What you return should match every record exactly, with the images removed.

▶ [Material]

- - - -

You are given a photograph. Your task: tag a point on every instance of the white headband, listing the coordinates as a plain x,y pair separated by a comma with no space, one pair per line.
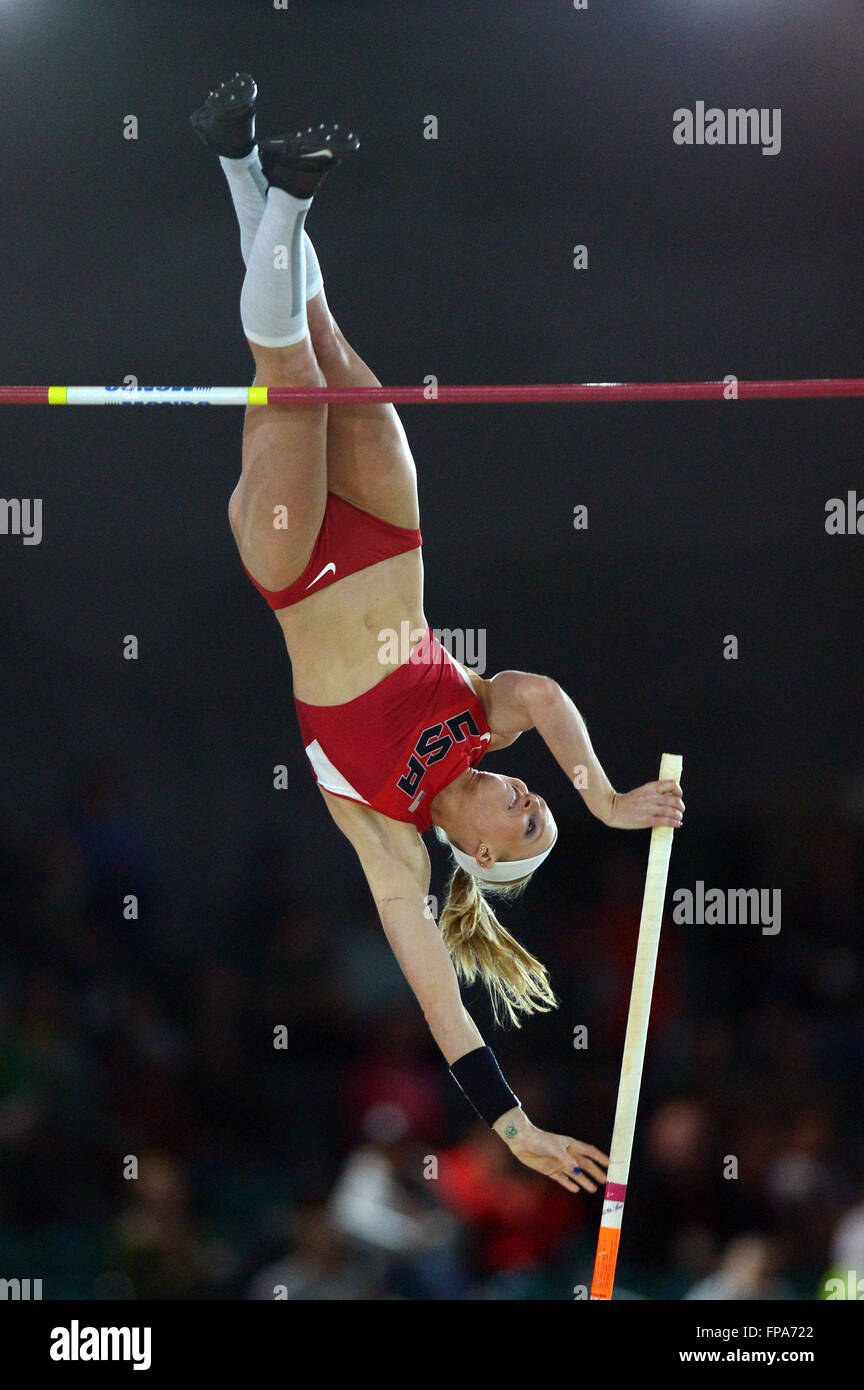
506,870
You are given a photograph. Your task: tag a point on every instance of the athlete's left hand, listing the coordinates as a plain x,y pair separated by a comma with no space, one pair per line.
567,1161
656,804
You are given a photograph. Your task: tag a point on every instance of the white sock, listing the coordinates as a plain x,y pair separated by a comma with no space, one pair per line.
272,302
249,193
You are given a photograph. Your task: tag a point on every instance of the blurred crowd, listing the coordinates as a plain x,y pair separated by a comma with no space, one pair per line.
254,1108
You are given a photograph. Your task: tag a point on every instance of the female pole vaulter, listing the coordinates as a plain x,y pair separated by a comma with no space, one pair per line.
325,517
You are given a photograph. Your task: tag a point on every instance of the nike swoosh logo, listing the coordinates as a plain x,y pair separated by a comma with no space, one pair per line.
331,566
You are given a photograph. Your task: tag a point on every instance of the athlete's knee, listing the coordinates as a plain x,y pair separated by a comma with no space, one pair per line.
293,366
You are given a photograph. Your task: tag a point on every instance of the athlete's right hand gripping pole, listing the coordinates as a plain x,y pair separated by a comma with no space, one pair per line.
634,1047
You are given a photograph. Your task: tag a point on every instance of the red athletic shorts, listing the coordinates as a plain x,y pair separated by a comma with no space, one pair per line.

- - - -

▶ [Correct response]
You are given a photograph. Your task: tag a point on every instance of the white headband, listing the coordinates as a plain x,y pair separated by a comma with no space, one pair per line.
506,870
You are given a photograph. Your task: tag a point on every instance of the athlete's left hand, listing the coordinates as a plain x,y pair separated by a comma with no space, one pair per line.
567,1161
656,804
You are given a photograph. Your task: tag a point on every instance of the white sock, listing the coordinates as a plain x,y pair separated by a comma with no space, one pair per line.
272,302
249,193
You are given a photograph. Your task: tag a point on every instance of the blurred crowd, listing the coordinates as a plain x,y pair separated by a comma with no space, one pair per line.
254,1108
You are given a photograph. Your task: tag a point on every instance of the female pole vaulter, listing the coordinates as a plain x,y pair separated by a comma with no space, one pair per line.
325,517
You are given a photograph. Your task: tag a point on every instance of the nike swoosh logo, listing the coordinates as a plain x,y pair separated by a comma with no space, one pair per line.
331,566
You are given a photograph. Your task: tag a point on every instance of the athlete's knee, listing the coordinates as a plain x,y pair separated by a comma with no space, one pair per line.
293,366
You are given a photograph. Your task: tag a point on every instance of the athlete's right hand gripping pole, listing the coordinates as a plain x,y pair separated by a comma with no space, one pair per line.
634,1047
You are given a photograph. Your task: tag a point on every instance of the red athletic shorts, listing the coordinates as a plain x,y pair separated by a comma with no space, one pair per line.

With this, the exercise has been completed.